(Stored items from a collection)
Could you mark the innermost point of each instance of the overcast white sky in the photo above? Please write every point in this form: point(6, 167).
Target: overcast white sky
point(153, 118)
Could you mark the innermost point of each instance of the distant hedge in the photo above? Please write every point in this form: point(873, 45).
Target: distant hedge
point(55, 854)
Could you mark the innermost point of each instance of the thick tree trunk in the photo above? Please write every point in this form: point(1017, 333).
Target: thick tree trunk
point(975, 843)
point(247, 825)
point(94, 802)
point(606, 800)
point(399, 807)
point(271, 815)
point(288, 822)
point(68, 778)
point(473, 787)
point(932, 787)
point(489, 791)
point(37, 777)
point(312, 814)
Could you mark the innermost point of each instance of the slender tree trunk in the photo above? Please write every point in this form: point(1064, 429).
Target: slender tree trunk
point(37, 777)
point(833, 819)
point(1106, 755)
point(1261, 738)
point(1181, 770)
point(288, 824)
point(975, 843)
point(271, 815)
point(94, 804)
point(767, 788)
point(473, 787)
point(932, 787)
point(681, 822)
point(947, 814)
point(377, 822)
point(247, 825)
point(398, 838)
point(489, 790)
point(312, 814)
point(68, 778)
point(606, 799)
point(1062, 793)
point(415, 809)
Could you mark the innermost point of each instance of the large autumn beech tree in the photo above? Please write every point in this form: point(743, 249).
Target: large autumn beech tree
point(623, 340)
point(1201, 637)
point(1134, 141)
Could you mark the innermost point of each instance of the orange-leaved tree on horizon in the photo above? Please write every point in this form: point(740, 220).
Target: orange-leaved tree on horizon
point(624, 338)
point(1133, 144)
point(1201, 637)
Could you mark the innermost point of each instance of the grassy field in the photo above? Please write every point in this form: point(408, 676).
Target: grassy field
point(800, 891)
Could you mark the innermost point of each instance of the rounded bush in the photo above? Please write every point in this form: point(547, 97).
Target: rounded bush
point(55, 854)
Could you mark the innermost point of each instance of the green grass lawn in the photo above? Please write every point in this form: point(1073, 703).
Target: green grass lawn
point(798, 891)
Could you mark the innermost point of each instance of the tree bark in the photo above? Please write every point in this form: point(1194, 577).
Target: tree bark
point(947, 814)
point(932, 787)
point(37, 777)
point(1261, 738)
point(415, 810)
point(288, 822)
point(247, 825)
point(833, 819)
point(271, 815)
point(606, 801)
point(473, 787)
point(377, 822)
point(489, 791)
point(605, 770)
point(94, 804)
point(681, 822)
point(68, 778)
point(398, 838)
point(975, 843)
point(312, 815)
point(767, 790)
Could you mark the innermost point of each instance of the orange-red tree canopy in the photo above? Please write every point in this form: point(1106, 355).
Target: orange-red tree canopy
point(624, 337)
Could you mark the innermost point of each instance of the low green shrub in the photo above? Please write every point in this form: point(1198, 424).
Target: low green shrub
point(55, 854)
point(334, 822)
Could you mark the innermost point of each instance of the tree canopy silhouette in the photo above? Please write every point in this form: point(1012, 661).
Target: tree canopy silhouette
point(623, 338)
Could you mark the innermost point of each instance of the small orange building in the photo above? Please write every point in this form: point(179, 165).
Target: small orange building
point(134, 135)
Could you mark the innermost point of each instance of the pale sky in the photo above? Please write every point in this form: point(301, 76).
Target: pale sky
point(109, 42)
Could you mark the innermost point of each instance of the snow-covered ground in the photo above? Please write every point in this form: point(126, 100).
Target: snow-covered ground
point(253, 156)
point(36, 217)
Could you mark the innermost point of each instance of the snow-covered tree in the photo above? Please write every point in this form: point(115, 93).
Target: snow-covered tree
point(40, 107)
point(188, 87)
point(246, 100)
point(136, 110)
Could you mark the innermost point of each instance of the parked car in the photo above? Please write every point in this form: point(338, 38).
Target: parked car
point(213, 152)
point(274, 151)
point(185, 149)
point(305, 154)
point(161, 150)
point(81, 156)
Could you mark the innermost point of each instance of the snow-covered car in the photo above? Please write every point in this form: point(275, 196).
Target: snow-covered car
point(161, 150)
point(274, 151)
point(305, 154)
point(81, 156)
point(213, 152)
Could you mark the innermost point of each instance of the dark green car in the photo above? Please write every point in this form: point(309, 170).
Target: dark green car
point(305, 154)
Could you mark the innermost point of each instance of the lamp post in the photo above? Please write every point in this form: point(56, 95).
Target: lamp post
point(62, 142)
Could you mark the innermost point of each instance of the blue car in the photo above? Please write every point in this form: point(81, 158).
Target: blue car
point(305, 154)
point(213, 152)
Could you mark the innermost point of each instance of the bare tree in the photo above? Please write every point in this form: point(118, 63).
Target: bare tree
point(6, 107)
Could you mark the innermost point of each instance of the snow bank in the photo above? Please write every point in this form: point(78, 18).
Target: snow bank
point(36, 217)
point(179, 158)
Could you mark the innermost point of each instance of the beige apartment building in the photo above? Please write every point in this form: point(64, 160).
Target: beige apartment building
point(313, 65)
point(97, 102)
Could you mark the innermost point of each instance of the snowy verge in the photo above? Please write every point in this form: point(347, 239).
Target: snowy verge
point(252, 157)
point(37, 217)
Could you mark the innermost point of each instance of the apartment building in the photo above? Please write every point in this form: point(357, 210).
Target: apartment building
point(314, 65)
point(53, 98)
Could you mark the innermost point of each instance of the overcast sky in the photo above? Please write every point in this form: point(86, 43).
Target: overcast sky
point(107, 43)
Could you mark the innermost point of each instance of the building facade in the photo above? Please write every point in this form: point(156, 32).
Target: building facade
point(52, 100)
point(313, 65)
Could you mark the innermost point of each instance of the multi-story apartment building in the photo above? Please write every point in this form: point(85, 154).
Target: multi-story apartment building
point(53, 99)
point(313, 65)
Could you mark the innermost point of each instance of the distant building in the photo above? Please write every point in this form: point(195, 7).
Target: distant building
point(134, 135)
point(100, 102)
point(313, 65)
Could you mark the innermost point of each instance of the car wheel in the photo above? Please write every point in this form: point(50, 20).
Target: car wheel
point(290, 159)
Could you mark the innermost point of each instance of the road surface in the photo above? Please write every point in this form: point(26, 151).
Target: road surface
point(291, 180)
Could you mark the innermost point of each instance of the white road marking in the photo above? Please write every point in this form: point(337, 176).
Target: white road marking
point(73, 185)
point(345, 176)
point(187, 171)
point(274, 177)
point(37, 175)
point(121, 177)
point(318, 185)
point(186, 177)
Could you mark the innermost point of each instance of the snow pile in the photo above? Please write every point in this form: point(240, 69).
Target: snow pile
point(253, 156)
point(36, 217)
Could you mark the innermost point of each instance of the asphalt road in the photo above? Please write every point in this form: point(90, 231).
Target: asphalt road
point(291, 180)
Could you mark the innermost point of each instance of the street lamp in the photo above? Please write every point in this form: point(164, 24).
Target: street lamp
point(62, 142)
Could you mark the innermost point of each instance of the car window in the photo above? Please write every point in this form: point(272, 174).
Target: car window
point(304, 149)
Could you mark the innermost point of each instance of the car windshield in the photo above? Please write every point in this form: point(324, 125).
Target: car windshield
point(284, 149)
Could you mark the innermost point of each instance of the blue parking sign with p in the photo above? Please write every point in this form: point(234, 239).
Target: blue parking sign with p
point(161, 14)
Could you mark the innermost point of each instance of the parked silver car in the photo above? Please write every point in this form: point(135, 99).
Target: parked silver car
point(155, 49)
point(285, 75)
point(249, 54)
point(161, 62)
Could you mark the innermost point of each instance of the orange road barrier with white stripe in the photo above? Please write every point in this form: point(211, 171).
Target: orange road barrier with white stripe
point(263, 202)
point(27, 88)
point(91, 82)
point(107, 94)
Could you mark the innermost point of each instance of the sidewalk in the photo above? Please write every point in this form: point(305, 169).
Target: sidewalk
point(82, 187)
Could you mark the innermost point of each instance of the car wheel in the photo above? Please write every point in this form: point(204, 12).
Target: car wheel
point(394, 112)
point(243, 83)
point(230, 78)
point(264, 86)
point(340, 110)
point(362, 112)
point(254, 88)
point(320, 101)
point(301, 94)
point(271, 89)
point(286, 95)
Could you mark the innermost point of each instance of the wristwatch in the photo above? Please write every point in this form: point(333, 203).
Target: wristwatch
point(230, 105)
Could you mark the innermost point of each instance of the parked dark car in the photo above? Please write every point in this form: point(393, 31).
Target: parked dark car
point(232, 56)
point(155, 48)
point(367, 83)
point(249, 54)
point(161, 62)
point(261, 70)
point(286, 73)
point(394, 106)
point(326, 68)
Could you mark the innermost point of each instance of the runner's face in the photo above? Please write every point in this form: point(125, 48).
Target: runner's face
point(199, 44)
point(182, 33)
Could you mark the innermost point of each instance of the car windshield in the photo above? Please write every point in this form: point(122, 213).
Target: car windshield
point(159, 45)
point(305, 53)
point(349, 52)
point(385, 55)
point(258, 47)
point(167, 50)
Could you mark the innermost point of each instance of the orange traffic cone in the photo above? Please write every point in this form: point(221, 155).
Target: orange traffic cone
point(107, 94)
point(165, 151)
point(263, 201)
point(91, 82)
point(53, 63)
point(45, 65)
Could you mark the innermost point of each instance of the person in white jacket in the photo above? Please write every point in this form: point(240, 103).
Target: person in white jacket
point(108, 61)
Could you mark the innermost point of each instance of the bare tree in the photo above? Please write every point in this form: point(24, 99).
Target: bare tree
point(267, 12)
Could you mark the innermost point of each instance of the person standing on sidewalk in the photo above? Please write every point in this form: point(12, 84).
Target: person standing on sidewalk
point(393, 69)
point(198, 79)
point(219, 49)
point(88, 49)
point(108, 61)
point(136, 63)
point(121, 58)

• [What to produce] What you return should be exactly the lines above, starting at the one with "Target: road surface" and ending at the one with "form: point(272, 174).", and nothing else.

• [Solution for this task]
Target: road surface
point(291, 180)
Could you mark the innermost point of each instance of the white road marking in the photo above? Please write every point in this form: point(337, 176).
Target: white road marking
point(73, 185)
point(345, 176)
point(187, 171)
point(274, 177)
point(37, 175)
point(121, 177)
point(318, 185)
point(186, 177)
Could you mark the innermost point of each instance of the snow pile in the photo above? Please write every point in this form: point(240, 69).
Target: snow pile
point(253, 156)
point(36, 217)
Could you mark the innermost point of each instance of the asphalt road in the photo above? Please write every point in this form: point(90, 231).
Target: asphalt road
point(291, 180)
Could you mark the innermost point of each instance of the street lamp in the photo above? Please write every point in this form: point(164, 24).
Target: street lamp
point(62, 142)
Could you mark the innermost point of each instance of the car window in the photo above? Please write every point in this form: point(272, 174).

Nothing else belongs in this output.